Stored data entries
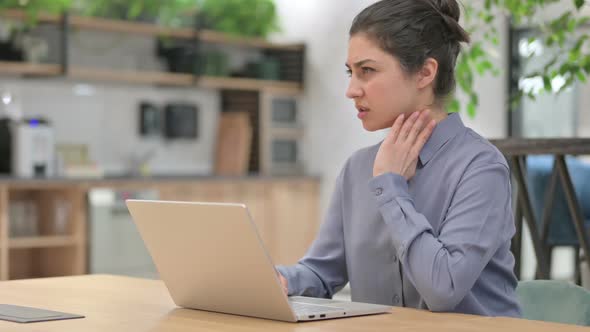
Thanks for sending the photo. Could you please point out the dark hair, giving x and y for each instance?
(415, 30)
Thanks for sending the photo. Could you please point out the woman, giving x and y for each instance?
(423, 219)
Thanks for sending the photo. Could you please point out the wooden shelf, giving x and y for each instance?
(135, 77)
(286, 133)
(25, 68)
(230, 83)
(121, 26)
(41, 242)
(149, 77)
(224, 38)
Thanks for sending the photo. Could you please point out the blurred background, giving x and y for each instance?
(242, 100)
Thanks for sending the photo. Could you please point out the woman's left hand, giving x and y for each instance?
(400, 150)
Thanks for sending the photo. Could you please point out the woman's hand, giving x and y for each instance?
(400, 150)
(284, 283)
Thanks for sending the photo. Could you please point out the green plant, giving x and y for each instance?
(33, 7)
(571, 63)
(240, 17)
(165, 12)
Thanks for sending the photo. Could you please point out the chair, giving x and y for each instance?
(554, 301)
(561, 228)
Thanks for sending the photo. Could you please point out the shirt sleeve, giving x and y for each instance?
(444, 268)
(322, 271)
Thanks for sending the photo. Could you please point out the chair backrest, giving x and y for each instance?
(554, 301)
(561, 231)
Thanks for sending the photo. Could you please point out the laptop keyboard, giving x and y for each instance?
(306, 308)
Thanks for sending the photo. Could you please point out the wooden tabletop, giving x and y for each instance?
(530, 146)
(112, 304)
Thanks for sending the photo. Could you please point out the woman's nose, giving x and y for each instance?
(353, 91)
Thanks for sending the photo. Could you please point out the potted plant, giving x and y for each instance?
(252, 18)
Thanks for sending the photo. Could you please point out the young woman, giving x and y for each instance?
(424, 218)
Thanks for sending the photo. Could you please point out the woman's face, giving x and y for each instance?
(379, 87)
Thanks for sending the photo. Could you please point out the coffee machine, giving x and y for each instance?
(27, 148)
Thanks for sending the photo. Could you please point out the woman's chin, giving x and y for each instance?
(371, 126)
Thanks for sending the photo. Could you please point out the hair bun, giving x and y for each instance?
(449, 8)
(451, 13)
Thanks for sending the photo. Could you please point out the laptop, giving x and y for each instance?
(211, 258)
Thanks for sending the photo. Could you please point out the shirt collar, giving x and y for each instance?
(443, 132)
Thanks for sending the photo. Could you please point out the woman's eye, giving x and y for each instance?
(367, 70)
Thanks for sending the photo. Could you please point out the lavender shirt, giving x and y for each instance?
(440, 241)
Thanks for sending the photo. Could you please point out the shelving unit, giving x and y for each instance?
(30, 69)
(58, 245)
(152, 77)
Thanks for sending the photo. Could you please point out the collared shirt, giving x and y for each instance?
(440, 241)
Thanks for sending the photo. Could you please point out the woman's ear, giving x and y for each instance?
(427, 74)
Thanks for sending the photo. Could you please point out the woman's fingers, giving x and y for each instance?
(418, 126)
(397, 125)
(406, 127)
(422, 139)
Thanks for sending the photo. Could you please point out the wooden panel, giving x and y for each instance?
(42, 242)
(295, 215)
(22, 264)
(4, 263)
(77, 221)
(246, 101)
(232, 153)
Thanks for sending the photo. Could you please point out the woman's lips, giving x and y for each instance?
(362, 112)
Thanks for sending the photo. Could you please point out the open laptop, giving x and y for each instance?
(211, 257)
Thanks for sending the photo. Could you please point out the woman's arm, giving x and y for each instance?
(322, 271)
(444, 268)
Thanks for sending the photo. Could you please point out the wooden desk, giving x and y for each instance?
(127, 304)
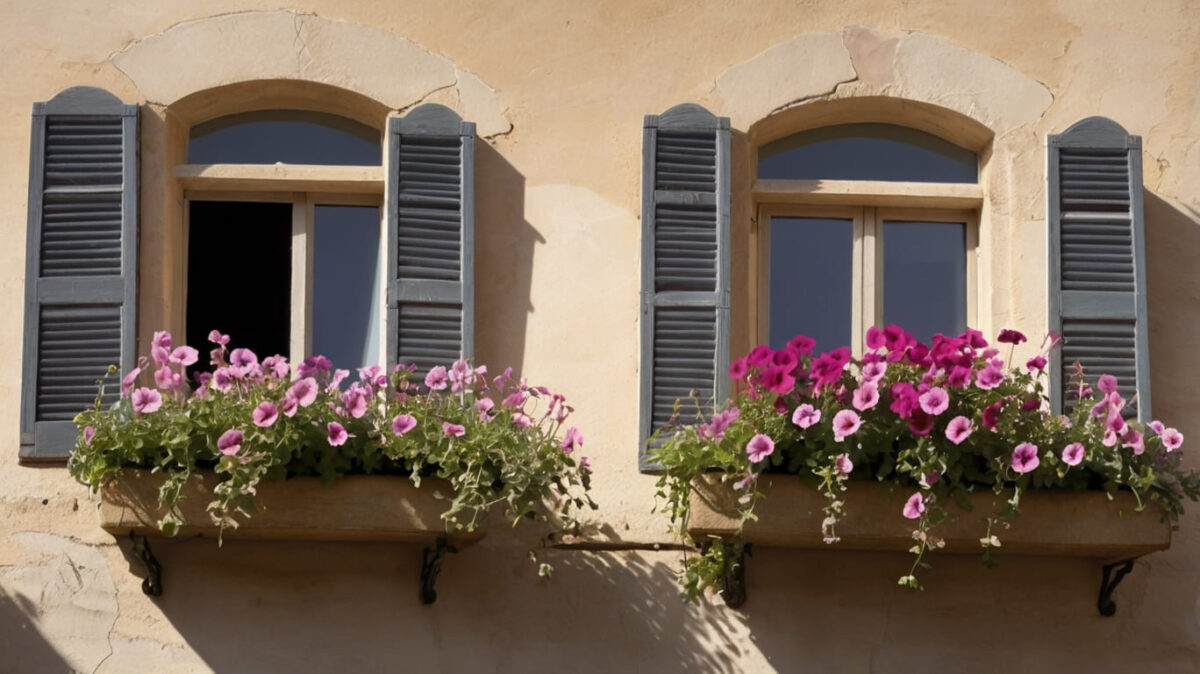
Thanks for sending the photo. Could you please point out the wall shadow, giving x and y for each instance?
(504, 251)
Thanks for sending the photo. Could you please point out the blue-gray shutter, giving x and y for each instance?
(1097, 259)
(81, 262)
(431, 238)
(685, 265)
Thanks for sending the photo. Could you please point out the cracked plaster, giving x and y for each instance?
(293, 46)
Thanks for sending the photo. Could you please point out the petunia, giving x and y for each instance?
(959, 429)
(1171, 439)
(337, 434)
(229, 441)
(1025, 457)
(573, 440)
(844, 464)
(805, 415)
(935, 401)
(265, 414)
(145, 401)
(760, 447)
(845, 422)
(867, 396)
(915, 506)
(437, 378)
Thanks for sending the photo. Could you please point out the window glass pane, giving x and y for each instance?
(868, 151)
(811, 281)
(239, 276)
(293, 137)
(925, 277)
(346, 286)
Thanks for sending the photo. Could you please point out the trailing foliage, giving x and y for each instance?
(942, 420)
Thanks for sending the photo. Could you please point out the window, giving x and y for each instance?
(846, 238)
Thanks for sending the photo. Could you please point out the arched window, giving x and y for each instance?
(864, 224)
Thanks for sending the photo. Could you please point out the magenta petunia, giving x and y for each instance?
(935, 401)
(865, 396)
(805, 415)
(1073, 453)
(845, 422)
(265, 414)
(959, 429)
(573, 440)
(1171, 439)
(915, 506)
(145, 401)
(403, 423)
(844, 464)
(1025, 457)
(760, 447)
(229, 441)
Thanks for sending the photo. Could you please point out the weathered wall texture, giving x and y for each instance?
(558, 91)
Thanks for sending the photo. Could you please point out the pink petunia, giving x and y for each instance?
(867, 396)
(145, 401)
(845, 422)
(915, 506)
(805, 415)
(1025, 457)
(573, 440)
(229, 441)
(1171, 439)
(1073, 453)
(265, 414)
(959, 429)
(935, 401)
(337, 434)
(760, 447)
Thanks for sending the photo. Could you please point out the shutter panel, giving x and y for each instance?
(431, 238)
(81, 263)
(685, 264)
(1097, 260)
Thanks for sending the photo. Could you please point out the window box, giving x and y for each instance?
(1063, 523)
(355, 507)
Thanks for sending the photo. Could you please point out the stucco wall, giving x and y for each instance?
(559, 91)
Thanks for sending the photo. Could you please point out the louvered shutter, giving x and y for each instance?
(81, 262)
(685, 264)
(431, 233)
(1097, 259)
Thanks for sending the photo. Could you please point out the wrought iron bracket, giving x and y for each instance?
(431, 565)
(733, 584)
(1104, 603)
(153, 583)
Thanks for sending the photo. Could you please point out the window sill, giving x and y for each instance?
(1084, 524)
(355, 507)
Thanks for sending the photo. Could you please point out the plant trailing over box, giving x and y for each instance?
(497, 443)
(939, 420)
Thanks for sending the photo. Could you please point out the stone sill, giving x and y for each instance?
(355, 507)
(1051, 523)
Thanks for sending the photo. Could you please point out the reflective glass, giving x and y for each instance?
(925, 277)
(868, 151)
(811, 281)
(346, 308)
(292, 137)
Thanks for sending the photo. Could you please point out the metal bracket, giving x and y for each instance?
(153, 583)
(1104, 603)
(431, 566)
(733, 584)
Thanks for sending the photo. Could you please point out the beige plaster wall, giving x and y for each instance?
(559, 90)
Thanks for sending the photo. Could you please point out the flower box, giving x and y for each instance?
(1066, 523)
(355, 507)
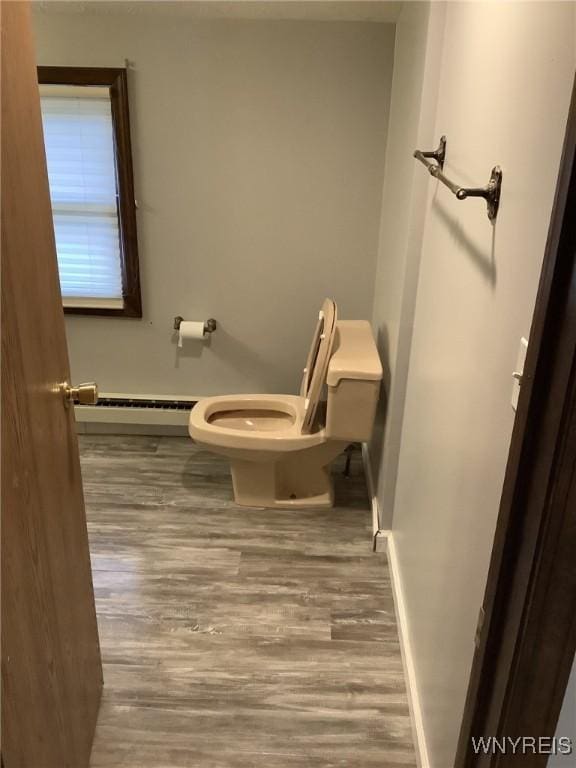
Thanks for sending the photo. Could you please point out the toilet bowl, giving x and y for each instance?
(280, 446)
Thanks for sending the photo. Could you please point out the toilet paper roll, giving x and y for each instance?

### [WORK REQUIRED]
In your copy of the records above, include every line exactly but no pictures.

### [SOLUTION TO THIS EXERCISE]
Thanks for sending the photo. Could you please point out the dark hair, giving x and y for each instance?
(415, 30)
Thanks for sending the photo. Could you please point out the woman, giving x and y for each instance?
(423, 219)
Thanks for sending the photo. Could you please point out the wooden shelf, giving x and y for each instance?
(135, 77)
(286, 133)
(25, 68)
(230, 83)
(121, 26)
(41, 242)
(149, 77)
(224, 38)
Thanks for sending the photo. Could you please point out the blurred background, giving x and y for each instance?
(242, 100)
Thanks for sending the photo. Could you please point out the woman's left hand, giving x and y for each instance?
(400, 150)
Thanks for sending the photo. Could you please point out the woman's hand, giving x and y for each instance?
(400, 150)
(284, 283)
Thanks for sending the photo. Could you please point out the green plant, giving x and y for each instance?
(33, 7)
(571, 63)
(240, 17)
(165, 12)
Thanks for sending the photo. Could you please point out the chair, giving x and y for each instance?
(554, 301)
(561, 228)
Thanks for sending the photo. Could you please point out the shirt sleeve, giving x and y for each instance?
(444, 268)
(322, 271)
Thanks for sending the photo. Could you please point out the chair backrest, giving x and y for each instance?
(554, 301)
(561, 231)
Thanks for sending the photo. Could you please point out the laptop keyboard, giving x and y for each instance?
(306, 308)
Thanks for sending the photo. Could you please point out the wooden tabletop, giving x and y for each instance?
(530, 146)
(112, 304)
Thanks for sending the photo. Could you please point out the woman's nose, giving x and y for each instance?
(353, 91)
Thanks for sending the photo. Could you please point out the potted plant, giving x and y for each instance?
(252, 18)
Thanks for sending the photo. Could you please point out the young woman, giving x and y for each instance?
(424, 218)
Thanks for sending the photo. Could you please point out the woman's face, giving x and y for each instance?
(379, 87)
Thanks for sending the photo. Could you please point out the coffee machine, giving x and y for each instance?
(27, 148)
Thanks for sending the photo. Could you please point out the woman's chin, giving x and y for each instance?
(371, 126)
Thanks for sending the photo. Could you please point out the hair bun, giving x and y for each instance?
(449, 8)
(451, 13)
Thanks for sending the photo. Could you please point out the laptop, giving x and y for each instance?
(211, 258)
Thanks for sending the photo. Could you please point out the shirt collar, giving x and y for each instance?
(443, 132)
Thanks for sending the photo. Could you please point out the woman's eye, giving x and y for each instance?
(367, 70)
Thanks for sending the photo. Could you please point out the lavender shirt, giving x and y for each instance?
(440, 241)
Thanks for sending the photo. Could you please point out the shelving unit, giving x and y for each instance?
(30, 69)
(58, 245)
(152, 77)
Thanks for sending the photo. Could you please point out the collared shirt, giving x and y for each instance?
(440, 241)
Thanks for sending the photo. Could you please point out the woman's ear, giving x and y for each instance?
(427, 74)
Thanks for sending the photo. Could you please point out the woman's fingers, giving x and y for each instance?
(418, 126)
(397, 125)
(406, 127)
(422, 139)
Thanks for sending the photo. Could you please point out the wooden panel, giving x and y for each instance?
(42, 242)
(295, 215)
(22, 264)
(4, 263)
(77, 221)
(246, 101)
(232, 153)
Thanks for sending the photo. Could you please point out the woman's lips, giving x and y for each instance?
(362, 112)
Thanks for sending the photo. Could you please point out the open laptop, giving x and y for each instance?
(211, 257)
Thanks for sending the photo. Could you please point out the woman's arm, giving x and y for each instance?
(322, 271)
(444, 268)
Thanks for sending the photo. Could you please point out the wooden desk, giving x and y for each instance?
(127, 304)
Thanks for sending the photo. Could you please point out the wall shadow, giving x and y for each instance?
(504, 251)
Thanks for sending the photo. Could you please point out the blue-gray shutter, giving x and y for each instance?
(1097, 259)
(81, 262)
(431, 238)
(685, 265)
Thanks for sending the photo. Could you please point out the cracked plaster, giving x and y for each instance?
(293, 46)
Thanks for sending the photo. Could you please point out the petunia, giving x and y for each instance?
(959, 429)
(1171, 439)
(337, 434)
(229, 441)
(1025, 457)
(573, 440)
(844, 464)
(805, 415)
(935, 401)
(265, 414)
(145, 401)
(760, 447)
(845, 422)
(867, 396)
(915, 506)
(437, 378)
Thanks for sending the photo. Could you please point out the window glass pane, giving x and y for each instance?
(868, 151)
(811, 281)
(239, 276)
(293, 137)
(925, 277)
(346, 286)
Thanks for sending the photo. Could you please point out the trailing foliage, giving x and y for each instance?
(942, 420)
Thanks for sending the photo. Could you please point out the window, giving x and y for each instance?
(846, 238)
Thanks for sending the photo. Could you please point out the arched window, giving x and y for each instance?
(864, 224)
Thanks for sending the photo. Could you please point out the magenta petunia, giving x and y for each instance?
(935, 401)
(865, 396)
(805, 415)
(1073, 453)
(845, 422)
(265, 414)
(959, 429)
(573, 440)
(1171, 439)
(915, 506)
(145, 401)
(403, 423)
(844, 464)
(1025, 457)
(760, 447)
(229, 441)
Thanks for sending the photo. Could you please point out the weathered wall texture, giving x and y for each instance?
(558, 91)
Thanks for sending the photo. Could you please point out the pink petunia, giving x and y for each instance?
(867, 396)
(145, 401)
(845, 422)
(915, 506)
(805, 415)
(1025, 457)
(573, 440)
(229, 441)
(1171, 439)
(1073, 453)
(265, 414)
(959, 429)
(935, 401)
(337, 434)
(760, 447)
Thanks for sending the photo. Could you please point out the shutter panel, giving x and y for each instance?
(431, 238)
(81, 263)
(685, 264)
(1097, 260)
Thanks for sending the photo. Could you please point out the window box, giving x and y for each instance?
(1063, 523)
(355, 507)
Thanks for sending the photo. Could you please point out the stucco wall, giving x and y for each instance?
(559, 91)
Thanks for sending the photo. Could you please point out the louvered shutter, giving x and y for each instance?
(81, 262)
(685, 264)
(431, 233)
(1097, 259)
Thanks for sending the photo. Could you please point out the wrought iron bracket, giving x and y for each instance?
(431, 565)
(733, 584)
(1104, 603)
(153, 583)
Thanks for sending the photo. Could you please point out the window sill, giving x and y for each instance?
(1084, 524)
(355, 507)
Thanks for sending the photo. Could you please point out the plant trailing over box, giving x and y for each instance?
(497, 443)
(939, 420)
Thanks for sending the photo. Could you please point out the stone sill, giving x and y for each instance?
(355, 507)
(1051, 523)
Thanks for sending the photo. Could you please point out the reflective glass, giving x and y for each instance?
(925, 277)
(868, 151)
(811, 281)
(346, 308)
(292, 137)
Thanks for sending the photo. Could you please point out the metal bracket, giving x and y for each instance?
(153, 583)
(1104, 603)
(431, 566)
(733, 584)
Thanks for sending the photo. Could you please point out the beige plaster wall, giving x and y for each instance?
(559, 90)
Thanks for sending the photo. Could you please point out the flower box, giving x and y for each instance?
(1066, 523)
(355, 507)
Thanks for sending the photo. Could you please point out the toilet bowl, giving x and y for each instance?
(280, 446)
Thanks for sending the photo. Could you please point out the toilet paper roll, giving x and y for each instance?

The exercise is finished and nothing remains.